### Data to use:
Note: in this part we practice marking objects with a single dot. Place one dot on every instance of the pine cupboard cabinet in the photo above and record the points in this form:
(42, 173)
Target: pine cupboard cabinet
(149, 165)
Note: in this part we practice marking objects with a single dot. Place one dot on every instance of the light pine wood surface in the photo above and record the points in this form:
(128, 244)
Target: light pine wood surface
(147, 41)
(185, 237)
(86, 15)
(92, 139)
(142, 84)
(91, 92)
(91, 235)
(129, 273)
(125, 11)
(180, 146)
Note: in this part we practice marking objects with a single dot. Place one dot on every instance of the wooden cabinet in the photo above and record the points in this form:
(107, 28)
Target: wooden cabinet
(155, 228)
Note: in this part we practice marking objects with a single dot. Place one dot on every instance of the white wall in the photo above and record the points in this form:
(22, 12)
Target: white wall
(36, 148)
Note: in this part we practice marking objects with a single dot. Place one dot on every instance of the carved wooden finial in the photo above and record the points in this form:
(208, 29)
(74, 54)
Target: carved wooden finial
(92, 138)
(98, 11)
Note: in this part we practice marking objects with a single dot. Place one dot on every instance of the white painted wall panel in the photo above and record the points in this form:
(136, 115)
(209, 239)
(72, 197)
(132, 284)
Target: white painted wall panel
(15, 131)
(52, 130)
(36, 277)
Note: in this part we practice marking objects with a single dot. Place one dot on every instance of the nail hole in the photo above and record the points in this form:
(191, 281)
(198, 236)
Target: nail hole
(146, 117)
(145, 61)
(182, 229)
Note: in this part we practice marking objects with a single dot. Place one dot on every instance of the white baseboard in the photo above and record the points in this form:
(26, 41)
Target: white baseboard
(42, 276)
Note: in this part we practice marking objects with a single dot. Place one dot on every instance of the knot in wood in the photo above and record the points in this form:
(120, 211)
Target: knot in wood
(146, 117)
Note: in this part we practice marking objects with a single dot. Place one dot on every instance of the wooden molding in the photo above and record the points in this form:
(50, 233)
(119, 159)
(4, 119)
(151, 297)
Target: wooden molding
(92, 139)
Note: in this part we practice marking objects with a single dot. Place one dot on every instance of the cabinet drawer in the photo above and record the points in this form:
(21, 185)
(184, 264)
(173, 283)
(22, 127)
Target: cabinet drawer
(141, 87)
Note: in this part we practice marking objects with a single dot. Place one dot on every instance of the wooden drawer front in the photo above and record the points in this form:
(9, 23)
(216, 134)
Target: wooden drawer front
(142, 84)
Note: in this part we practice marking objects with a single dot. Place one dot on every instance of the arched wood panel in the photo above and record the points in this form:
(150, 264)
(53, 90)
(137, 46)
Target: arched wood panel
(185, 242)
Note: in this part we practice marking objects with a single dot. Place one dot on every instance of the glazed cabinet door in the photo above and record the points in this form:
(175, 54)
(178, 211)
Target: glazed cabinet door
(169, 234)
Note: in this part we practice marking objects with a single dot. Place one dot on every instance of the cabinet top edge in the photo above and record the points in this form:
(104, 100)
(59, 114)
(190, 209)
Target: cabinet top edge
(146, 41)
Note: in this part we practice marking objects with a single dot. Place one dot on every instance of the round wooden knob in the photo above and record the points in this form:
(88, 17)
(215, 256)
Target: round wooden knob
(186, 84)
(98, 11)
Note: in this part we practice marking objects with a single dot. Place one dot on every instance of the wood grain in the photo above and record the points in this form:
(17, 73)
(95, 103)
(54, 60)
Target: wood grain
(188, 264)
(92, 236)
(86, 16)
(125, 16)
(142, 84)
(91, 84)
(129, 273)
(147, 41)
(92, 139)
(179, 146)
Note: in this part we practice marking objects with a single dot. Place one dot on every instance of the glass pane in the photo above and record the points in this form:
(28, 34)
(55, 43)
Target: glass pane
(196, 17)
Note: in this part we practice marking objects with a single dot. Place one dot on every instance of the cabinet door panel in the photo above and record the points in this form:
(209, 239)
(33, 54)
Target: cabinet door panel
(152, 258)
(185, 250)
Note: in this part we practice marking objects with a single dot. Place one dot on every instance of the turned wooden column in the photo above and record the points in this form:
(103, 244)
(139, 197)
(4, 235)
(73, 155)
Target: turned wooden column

### Exercise task:
Transcribe each record exactly. Leave nothing out.

### Response to the task:
Note: in this part we practice marking objects with a single dot. Place one dot on every instance of the pine cupboard cabinet in the photo above and record the points in this form:
(42, 173)
Target: pine cupboard cabinet
(149, 165)
Note: in this part we practice marking objects with a single dot. Place one dot on every instance of the light pine wood surface in the photo above and record the points in this form:
(128, 244)
Target: light pine wood surface
(147, 41)
(185, 237)
(86, 15)
(92, 139)
(142, 84)
(91, 92)
(91, 235)
(129, 273)
(125, 11)
(180, 146)
Note: in this part we practice marking objects with a single dot. Place one dot on every instance of the wooden cabinet in the photo above and record the points in this form:
(107, 28)
Target: wooden cabinet
(155, 228)
Note: in this part we practice marking objects with a single dot. Place one dot on every instance of the white wall in the photo above and record the points in this form:
(22, 12)
Target: white wall
(36, 148)
Note: in this part we practice marking objects with a single dot. Place one dot on every instance of the carved wooden finial in the photo above and record the points in this form:
(208, 29)
(74, 54)
Target: carved wooden finial
(92, 138)
(98, 11)
Note: in this part we practice marking objects with a single dot. Place one dot on every instance of the white painted wall panel in the photo above and record the points in this form:
(136, 115)
(209, 239)
(72, 197)
(132, 284)
Target: white painted wall panel
(15, 131)
(52, 130)
(36, 277)
Note: in this part we practice marking objects with a single dot. Place one dot on every instance of the nail hole in the photo above and record the points in this form:
(191, 281)
(198, 236)
Target: nail hole
(146, 117)
(145, 61)
(182, 229)
Note: in this part we practice marking objects with a single dot. Place one dot on every instance of the white baseboard in the photo above and record the points in this form:
(26, 41)
Target: white baseboard
(42, 276)
Note: in this part we practice marking objects with a single dot. Place one dot on every instance of the knot in wood in the photo above and record the points in this form:
(120, 211)
Target: knot in wood
(146, 117)
Note: in this part we practice marking objects with a single dot. Place one dot on every instance of the wooden molding in the photo above and record the points in this form:
(50, 233)
(119, 159)
(4, 119)
(151, 297)
Target: wooden molding
(92, 139)
Note: in this part we practice marking objects with a single dot. Place one dot on every instance of the cabinet drawer in the photo above and record the points in this form:
(21, 185)
(184, 264)
(173, 283)
(22, 127)
Target: cabinet drawer
(141, 87)
Note: in this part we practice marking objects with a single dot. Place one dot on every instance of the wooden drawer front in the photo above and record the points in this form:
(9, 23)
(216, 134)
Target: wooden drawer front
(142, 84)
Note: in this part we practice marking objects with a single dot. Place one dot on every instance of the arched wood panel in the photo above and record the points in this form:
(150, 264)
(53, 90)
(137, 46)
Target: arched wood panel
(185, 242)
Note: in this part we practice marking objects with a single dot. Place one dot on every instance of the glazed cabinet door in the photo above and record the points in this form:
(175, 54)
(178, 211)
Target: glazed cabinet door
(169, 234)
Note: in this part we practice marking objects with a single dot. Place one dot on every instance of the cabinet top edge in the photo above and record the points in this form:
(104, 100)
(59, 114)
(190, 209)
Target: cabinet top edge
(146, 41)
Note: in this part we practice marking objects with a single dot. Place one dot on every instance of the round wooden knob in the photo above and record the points in this form:
(88, 17)
(215, 256)
Target: round wooden knob
(186, 84)
(98, 11)
Note: in this part we practice marking objects with a single dot. Place one dot on every instance of the wood grain in the photo above and record the points in this form:
(17, 73)
(95, 103)
(54, 60)
Target: wood grain
(188, 264)
(92, 236)
(86, 16)
(125, 16)
(142, 84)
(91, 84)
(129, 273)
(147, 41)
(92, 139)
(179, 146)
Note: in this part we practice marking objects with a single dot. Place one dot on every instance of the glass pane in the photo above and record the points in this form:
(28, 34)
(55, 43)
Target: glass pane
(196, 17)
Note: in this part we practice marking objects with a single dot. Place one dot on every instance of the cabinet door panel in the photo above and record the points in this form:
(209, 239)
(33, 54)
Target: cabinet door panel
(152, 258)
(185, 250)
Note: in this part we practice marking objects with a single dot. Place one dot on every instance of the turned wooden column in the photo above and record the points in this form:
(103, 244)
(139, 197)
(4, 235)
(73, 155)
Target: turned wooden column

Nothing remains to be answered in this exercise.